• [WHAT YOU NEED TO DO] Your job with the data below is to output exactly the lines from the one holding "TARGET: tree canopy" down to the one holding "POINT: one per instance on the green grass", both included, and no others.

• [Records from a data source]
※

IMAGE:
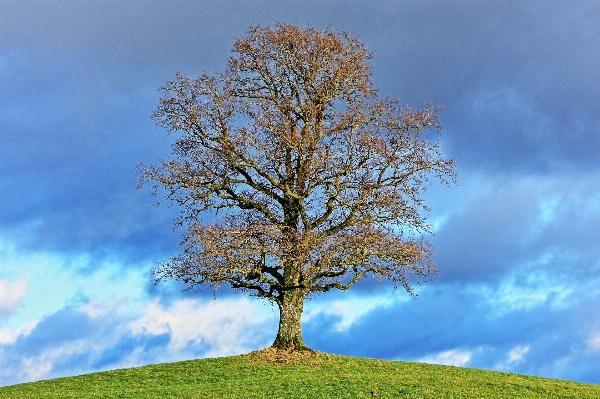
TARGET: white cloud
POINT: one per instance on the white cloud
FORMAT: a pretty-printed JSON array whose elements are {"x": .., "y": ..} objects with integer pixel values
[
  {"x": 514, "y": 357},
  {"x": 594, "y": 342},
  {"x": 225, "y": 326},
  {"x": 453, "y": 357},
  {"x": 349, "y": 310},
  {"x": 11, "y": 294},
  {"x": 8, "y": 336}
]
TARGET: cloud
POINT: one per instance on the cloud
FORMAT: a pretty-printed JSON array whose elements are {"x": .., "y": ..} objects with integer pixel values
[
  {"x": 8, "y": 336},
  {"x": 97, "y": 336},
  {"x": 220, "y": 325},
  {"x": 515, "y": 356},
  {"x": 453, "y": 357},
  {"x": 11, "y": 294}
]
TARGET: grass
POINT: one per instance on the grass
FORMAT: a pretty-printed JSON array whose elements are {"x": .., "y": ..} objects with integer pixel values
[{"x": 276, "y": 374}]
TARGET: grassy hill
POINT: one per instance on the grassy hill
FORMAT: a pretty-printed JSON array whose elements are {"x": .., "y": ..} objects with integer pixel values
[{"x": 271, "y": 374}]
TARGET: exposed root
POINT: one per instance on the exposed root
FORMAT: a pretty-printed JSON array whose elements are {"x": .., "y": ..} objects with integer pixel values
[{"x": 287, "y": 356}]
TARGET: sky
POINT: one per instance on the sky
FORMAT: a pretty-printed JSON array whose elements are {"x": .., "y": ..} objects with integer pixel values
[{"x": 517, "y": 240}]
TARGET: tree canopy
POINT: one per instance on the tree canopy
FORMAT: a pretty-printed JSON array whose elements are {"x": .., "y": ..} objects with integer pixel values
[{"x": 293, "y": 175}]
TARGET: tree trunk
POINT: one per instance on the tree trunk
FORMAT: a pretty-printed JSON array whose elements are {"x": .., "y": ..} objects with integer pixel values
[{"x": 289, "y": 335}]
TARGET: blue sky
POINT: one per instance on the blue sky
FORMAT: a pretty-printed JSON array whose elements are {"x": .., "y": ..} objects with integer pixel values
[{"x": 518, "y": 240}]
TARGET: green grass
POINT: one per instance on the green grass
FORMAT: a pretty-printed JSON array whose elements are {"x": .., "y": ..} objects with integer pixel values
[{"x": 320, "y": 376}]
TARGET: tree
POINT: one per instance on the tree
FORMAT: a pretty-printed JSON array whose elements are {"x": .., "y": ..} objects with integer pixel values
[{"x": 319, "y": 181}]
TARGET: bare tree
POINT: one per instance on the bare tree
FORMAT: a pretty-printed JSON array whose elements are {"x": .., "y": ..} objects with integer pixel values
[{"x": 318, "y": 180}]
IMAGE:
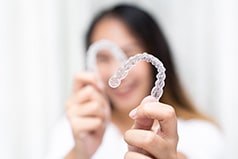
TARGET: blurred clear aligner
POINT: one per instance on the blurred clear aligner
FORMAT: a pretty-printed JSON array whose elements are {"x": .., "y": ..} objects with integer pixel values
[
  {"x": 103, "y": 45},
  {"x": 123, "y": 70}
]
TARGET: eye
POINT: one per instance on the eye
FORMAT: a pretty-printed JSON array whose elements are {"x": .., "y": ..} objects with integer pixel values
[{"x": 104, "y": 57}]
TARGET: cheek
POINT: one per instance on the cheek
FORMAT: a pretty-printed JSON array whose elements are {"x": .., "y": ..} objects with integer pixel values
[{"x": 107, "y": 70}]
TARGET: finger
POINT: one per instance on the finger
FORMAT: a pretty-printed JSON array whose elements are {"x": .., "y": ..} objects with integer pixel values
[
  {"x": 143, "y": 122},
  {"x": 165, "y": 114},
  {"x": 146, "y": 142},
  {"x": 87, "y": 78},
  {"x": 133, "y": 155}
]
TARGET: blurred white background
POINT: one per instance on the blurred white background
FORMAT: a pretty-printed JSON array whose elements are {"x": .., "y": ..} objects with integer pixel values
[{"x": 41, "y": 48}]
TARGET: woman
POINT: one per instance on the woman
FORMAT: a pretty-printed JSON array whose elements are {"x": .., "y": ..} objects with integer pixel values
[{"x": 98, "y": 114}]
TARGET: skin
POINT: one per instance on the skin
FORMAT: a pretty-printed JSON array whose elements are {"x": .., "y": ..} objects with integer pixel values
[{"x": 88, "y": 109}]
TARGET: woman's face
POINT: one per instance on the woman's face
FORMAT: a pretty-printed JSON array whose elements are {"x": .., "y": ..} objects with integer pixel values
[{"x": 138, "y": 82}]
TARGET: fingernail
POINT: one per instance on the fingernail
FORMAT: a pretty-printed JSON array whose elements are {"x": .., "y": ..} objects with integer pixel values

※

• [ANSWER TO THIS PROBLEM]
TARGET: tree canopy
POINT: one per instance on the tree canopy
FORMAT: a pretty-printed JSON array whose elements are {"x": .., "y": ..} objects with integer pixel values
[{"x": 293, "y": 175}]
TARGET: tree trunk
POINT: one per instance on the tree trunk
FORMAT: a pretty-printed JSON array whose elements are {"x": .., "y": ..} objects with integer pixel values
[{"x": 289, "y": 335}]
TARGET: blue sky
POINT: one per instance on the blue sky
FORMAT: a pretty-printed JSON array whose elements are {"x": .., "y": ..} objects with integer pixel values
[{"x": 518, "y": 240}]
TARGET: green grass
POINT: one per instance on the green grass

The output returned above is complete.